→ WORK REQUIRED
Go through the listing and transcribe each line exactly.

☆ ☆ ☆ ☆

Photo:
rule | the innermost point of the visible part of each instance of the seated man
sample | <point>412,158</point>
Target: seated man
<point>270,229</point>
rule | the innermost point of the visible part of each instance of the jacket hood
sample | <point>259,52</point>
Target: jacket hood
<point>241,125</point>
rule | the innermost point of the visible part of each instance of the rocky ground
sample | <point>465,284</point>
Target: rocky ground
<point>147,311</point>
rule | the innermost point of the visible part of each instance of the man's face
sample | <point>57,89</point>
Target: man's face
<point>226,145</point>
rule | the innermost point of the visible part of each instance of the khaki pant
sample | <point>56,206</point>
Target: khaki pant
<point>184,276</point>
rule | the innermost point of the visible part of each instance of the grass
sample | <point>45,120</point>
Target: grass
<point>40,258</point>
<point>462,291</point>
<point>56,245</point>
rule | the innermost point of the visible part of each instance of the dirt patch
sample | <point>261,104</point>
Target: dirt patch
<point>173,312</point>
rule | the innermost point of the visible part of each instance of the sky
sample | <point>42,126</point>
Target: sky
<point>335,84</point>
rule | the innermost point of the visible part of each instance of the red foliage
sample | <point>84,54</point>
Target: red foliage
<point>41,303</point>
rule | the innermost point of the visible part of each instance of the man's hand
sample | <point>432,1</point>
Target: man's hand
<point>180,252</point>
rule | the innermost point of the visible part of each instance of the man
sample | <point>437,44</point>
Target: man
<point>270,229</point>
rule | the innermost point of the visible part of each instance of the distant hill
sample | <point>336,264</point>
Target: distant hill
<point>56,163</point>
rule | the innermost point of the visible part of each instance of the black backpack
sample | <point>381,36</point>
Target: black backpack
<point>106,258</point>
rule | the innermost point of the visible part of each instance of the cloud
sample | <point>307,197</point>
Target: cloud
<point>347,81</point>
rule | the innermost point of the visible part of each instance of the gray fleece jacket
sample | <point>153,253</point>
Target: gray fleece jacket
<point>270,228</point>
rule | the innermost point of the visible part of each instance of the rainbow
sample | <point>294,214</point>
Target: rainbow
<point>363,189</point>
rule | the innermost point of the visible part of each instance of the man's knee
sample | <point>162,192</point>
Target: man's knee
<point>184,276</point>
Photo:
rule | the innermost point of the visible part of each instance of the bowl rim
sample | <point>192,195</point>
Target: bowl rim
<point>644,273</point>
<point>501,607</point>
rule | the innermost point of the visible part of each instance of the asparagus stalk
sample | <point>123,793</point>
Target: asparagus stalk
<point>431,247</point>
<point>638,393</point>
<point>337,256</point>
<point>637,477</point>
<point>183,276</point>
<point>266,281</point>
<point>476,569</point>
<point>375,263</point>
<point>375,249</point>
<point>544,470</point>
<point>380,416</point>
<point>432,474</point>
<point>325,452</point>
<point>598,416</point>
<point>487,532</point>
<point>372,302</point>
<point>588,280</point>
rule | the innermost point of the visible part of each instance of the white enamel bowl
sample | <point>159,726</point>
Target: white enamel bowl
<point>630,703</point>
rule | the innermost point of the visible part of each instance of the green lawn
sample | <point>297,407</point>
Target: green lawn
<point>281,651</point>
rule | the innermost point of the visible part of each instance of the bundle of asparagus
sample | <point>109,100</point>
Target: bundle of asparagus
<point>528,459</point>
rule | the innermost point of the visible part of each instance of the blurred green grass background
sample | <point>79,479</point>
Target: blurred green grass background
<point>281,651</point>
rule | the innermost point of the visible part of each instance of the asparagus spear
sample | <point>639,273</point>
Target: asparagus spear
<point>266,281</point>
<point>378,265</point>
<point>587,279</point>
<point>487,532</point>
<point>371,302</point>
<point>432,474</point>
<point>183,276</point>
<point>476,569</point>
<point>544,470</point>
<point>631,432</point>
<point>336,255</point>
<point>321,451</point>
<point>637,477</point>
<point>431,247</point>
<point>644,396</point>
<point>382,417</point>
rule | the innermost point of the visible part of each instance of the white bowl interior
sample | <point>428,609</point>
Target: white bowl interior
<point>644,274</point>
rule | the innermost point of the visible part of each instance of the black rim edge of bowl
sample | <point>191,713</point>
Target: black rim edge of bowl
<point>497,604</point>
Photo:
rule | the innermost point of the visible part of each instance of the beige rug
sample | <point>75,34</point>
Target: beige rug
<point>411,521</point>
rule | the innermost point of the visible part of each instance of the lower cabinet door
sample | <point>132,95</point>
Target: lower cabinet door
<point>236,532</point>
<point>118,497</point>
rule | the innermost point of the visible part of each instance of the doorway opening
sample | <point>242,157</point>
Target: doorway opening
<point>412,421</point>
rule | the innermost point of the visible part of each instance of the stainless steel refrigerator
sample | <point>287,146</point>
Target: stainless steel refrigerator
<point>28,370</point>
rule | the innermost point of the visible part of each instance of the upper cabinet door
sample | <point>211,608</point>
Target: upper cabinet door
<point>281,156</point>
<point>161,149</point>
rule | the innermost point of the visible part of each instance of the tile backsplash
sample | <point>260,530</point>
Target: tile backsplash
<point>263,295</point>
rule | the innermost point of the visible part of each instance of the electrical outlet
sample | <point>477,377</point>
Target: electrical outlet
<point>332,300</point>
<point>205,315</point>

☆ ☆ ☆ ☆

→ RESPONSE AREA
Photo:
rule | the innermost point of the visible part of each instance of the seated man
sample | <point>412,158</point>
Target: seated man
<point>270,229</point>
rule | the innermost point of the visible part of each instance of the jacket hood
sample | <point>259,52</point>
Target: jacket hood
<point>241,125</point>
rule | the innermost point of the visible part of each instance of the rocky ground
sample | <point>465,284</point>
Target: rocky ground
<point>147,311</point>
rule | the innermost point of the visible part of each instance of the man's face
sample | <point>57,89</point>
Target: man's face
<point>226,145</point>
rule | the innermost point of the visible part of each instance of the khaki pant
sample | <point>56,206</point>
Target: khaki pant
<point>184,276</point>
rule | the innermost point of the visible part of each instance of the grass
sample | <point>45,120</point>
Target: grass
<point>40,258</point>
<point>462,291</point>
<point>56,245</point>
rule | the innermost point of the visible part of each instance of the dirt patch
sample | <point>261,104</point>
Target: dirt patch
<point>173,312</point>
rule | the innermost point of the visible part of each instance of the sky
sample | <point>42,126</point>
Target: sky
<point>335,84</point>
rule | the innermost point of the visible part of each instance of the red foliage
sample | <point>84,54</point>
Target: red foliage
<point>41,303</point>
rule | the innermost point of the visible part of each instance of the man's hand
sample | <point>432,1</point>
Target: man's hand
<point>180,252</point>
rule | the innermost point of the visible part of each instance of the man
sample | <point>437,44</point>
Target: man
<point>270,229</point>
rule | the innermost point of the visible part of each instance of the distant hill
sample | <point>336,264</point>
Target: distant hill
<point>56,163</point>
rule | the innermost point of the visible part of each instance of the black backpack
sample | <point>381,36</point>
Target: black backpack
<point>106,258</point>
rule | the innermost point of the visible part of each instance of the cloud
sample | <point>307,197</point>
Target: cloud
<point>347,81</point>
rule | the innermost point of the visible part of each instance of the gray fleece jacket
sample | <point>153,253</point>
Target: gray fleece jacket
<point>270,228</point>
rule | the innermost point of the visible part of each instance of the rainbow
sample | <point>294,214</point>
Target: rainbow
<point>363,189</point>
rule | the innermost point of the visible part of each instance of the man's knee
sample | <point>162,192</point>
Target: man's knee
<point>184,276</point>
Photo:
rule | the innermost point of the visible part of each instance of the bowl rim
sample | <point>192,195</point>
Target: bowl rim
<point>644,273</point>
<point>501,607</point>
rule | the innermost point of the visible part of each instance of the asparagus stalk
sample | <point>123,793</point>
Target: asparagus stalk
<point>431,247</point>
<point>638,393</point>
<point>337,256</point>
<point>637,477</point>
<point>183,276</point>
<point>266,281</point>
<point>476,569</point>
<point>375,263</point>
<point>375,249</point>
<point>544,470</point>
<point>380,416</point>
<point>432,474</point>
<point>325,452</point>
<point>598,416</point>
<point>487,532</point>
<point>372,302</point>
<point>588,280</point>
rule | the innermost point of the visible part of each instance of the white enamel bowl
sample | <point>159,726</point>
Target: white enamel bowl
<point>630,703</point>
rule | the innermost point of the visible part of each instance of the green lawn
sample | <point>297,407</point>
Target: green lawn
<point>281,651</point>
rule | the innermost point of the visible part of each instance of the bundle of asparagus
sample | <point>109,100</point>
Target: bundle of asparagus
<point>528,459</point>
rule | the innermost point of the visible part of each instance of the blurred green grass background
sample | <point>79,479</point>
Target: blurred green grass background
<point>281,651</point>
rule | the innermost point of the visible part of each instance of the asparagus spear
sample | <point>639,273</point>
Target: asparagus spear
<point>266,281</point>
<point>378,265</point>
<point>587,279</point>
<point>487,532</point>
<point>371,302</point>
<point>432,474</point>
<point>183,276</point>
<point>476,569</point>
<point>544,470</point>
<point>631,432</point>
<point>336,255</point>
<point>321,451</point>
<point>637,477</point>
<point>431,247</point>
<point>644,396</point>
<point>382,417</point>
rule | the innermost point of the visible part of each instance of the white bowl interior
sample | <point>428,609</point>
Target: white bowl interior
<point>644,274</point>
rule | the innermost point of the visible part of each instance of the black rim edge of bowl
sample | <point>191,713</point>
Target: black rim edge of bowl
<point>497,604</point>
Photo:
rule | the innermost point of the visible part of each instance of the beige rug
sample | <point>75,34</point>
Target: beige rug
<point>411,521</point>
rule | the innermost point of the visible part of each instance of the lower cabinet door
sample | <point>132,95</point>
Target: lower cabinet door
<point>236,532</point>
<point>118,497</point>
rule | the innermost point of the visible part of each instance of the doorway opening
sample | <point>242,157</point>
Target: doorway opening
<point>412,421</point>
rule | the innermost point of the visible part of each instance of the stainless steel refrigerator
sample | <point>287,146</point>
Target: stainless steel refrigerator
<point>28,370</point>
rule | the innermost point of the visible part of each instance of the upper cabinet door
sample | <point>211,608</point>
Target: upper cabinet door
<point>281,156</point>
<point>161,149</point>
rule | the innermost point of the visible part of each instance of the tile backsplash
sample | <point>260,530</point>
Target: tile backsplash
<point>263,295</point>
rule | the innermost point of the visible part of each instance of the electrical outlet
sample | <point>477,377</point>
Target: electrical outlet
<point>332,300</point>
<point>205,315</point>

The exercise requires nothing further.